*** MATERIAL FOR THIS EXERCISE Section Begins ***

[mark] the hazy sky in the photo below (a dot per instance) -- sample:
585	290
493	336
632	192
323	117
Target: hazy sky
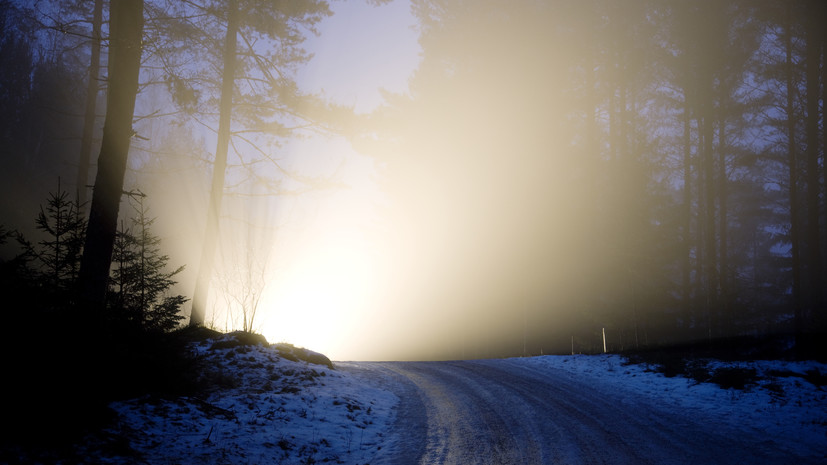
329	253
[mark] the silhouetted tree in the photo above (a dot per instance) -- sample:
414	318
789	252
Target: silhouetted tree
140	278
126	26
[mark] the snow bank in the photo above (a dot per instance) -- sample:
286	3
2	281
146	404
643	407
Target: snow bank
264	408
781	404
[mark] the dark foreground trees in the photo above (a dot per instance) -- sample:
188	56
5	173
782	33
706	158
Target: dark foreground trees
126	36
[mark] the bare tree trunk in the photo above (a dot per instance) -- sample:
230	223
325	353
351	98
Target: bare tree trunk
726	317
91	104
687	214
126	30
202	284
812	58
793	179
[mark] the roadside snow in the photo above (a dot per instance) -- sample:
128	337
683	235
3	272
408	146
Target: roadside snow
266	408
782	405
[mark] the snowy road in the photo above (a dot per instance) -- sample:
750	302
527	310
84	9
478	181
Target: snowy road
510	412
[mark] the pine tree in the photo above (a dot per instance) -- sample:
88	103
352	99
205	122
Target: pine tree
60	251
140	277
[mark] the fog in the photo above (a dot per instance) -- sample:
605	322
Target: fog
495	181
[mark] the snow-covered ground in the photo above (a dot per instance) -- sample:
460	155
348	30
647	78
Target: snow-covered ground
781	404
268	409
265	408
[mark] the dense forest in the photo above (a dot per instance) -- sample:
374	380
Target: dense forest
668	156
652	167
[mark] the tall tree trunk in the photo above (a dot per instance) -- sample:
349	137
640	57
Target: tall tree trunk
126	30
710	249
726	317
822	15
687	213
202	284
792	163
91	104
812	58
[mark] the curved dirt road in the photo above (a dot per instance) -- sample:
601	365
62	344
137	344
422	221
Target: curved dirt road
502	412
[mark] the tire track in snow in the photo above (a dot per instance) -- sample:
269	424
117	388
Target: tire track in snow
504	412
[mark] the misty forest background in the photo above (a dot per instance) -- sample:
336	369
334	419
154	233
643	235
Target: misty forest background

*** MATERIAL FOR THIS EXERCISE Section Ends ***

- [WORK ITEM] Give the material again exactly as it is, but keep the pictures out.

- [REPLY]
[mark] the hazy sky in the photo below (a dot per instance) -- sample:
585	290
493	336
632	192
323	117
Target: hazy sky
329	253
[mark] the silhouetted tree in the photo above (a dot per instance) -- sample:
414	318
789	252
Target: silhouetted tree
140	278
126	26
[mark] the snow bank in the photo above (a dot per instance) -- sample:
286	3
2	281
146	404
643	407
Target: snow bank
264	408
781	404
[mark] the dark foreground trees in the photo above (a dot per instance) -- sample:
188	56
5	173
782	33
706	158
Target: dark foreground trees
126	36
[mark] the bare tree trunk in the photo above (a dot per instance) -- sample:
230	223
325	353
351	98
Target: bare tree trunk
726	317
91	104
687	214
126	30
202	284
812	58
793	179
[mark] the roadside snow in the photo above (a dot per instance) -- sample:
128	337
683	235
3	272
408	146
Target: roadside snow
266	408
782	405
[mark] the snowy road in the photo above (a dot per instance) -- sample:
750	302
527	310
84	9
478	181
Target: snowy road
510	412
[mark] the pine tree in the photo above (a dot per instance) -- sample:
88	103
352	99
205	122
Target: pine tree
60	251
140	277
[mark] the fog in the photo above (a dot per instance) -- sample:
605	322
Target: fog
495	181
[mark] the snow-covered ground in the photo above (a dot per instance) -- sample:
460	155
348	30
647	78
Target: snow-covered ground
781	404
268	409
265	408
[mark] the dense forest in the photo above (a dot per instance) -- sample:
374	380
Target: dense forest
668	156
652	167
[mark] the tall tree trunk in the photo above (a dot per instance) -- sample:
349	137
640	57
Target: tall tree trunk
126	30
710	249
726	317
822	15
687	213
202	284
792	163
91	104
812	58
[mark] the curved dirt road in the photo above (a dot per instance) -- sample:
601	365
62	344
137	344
422	221
Target: curved dirt road
502	412
[mark] the tire track in snow in the photo above (a dot per instance) -- sample:
269	424
117	388
Target: tire track in snow
504	412
[mark] the misty forest background in the photo above (a dot per instance) -- sample:
336	369
334	419
154	233
643	235
Target: misty forest background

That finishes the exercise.